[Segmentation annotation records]
>>>>

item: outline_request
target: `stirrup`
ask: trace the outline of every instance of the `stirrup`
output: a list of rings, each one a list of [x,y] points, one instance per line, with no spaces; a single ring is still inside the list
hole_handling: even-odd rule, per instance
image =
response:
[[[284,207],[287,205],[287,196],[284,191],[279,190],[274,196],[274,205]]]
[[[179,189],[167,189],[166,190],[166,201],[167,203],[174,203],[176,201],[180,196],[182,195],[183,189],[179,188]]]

<<<<

§ Your objective: Retype each of the entries word for word, keeping every line as it stands.

§ Answer for the task:
item: outline_request
target: `stirrup`
ask: trace the outline of every instance of the `stirrup`
output: a list of rings, each one a list of [x,y] points, one instance per line, with no spaces; a single ring is still inside the list
hole_handling: even-odd rule, per instance
image =
response:
[[[284,207],[287,205],[287,196],[284,191],[279,190],[274,196],[274,205]]]
[[[179,189],[167,189],[166,190],[166,201],[167,203],[174,203],[176,201],[180,196],[182,195],[183,189],[179,188]]]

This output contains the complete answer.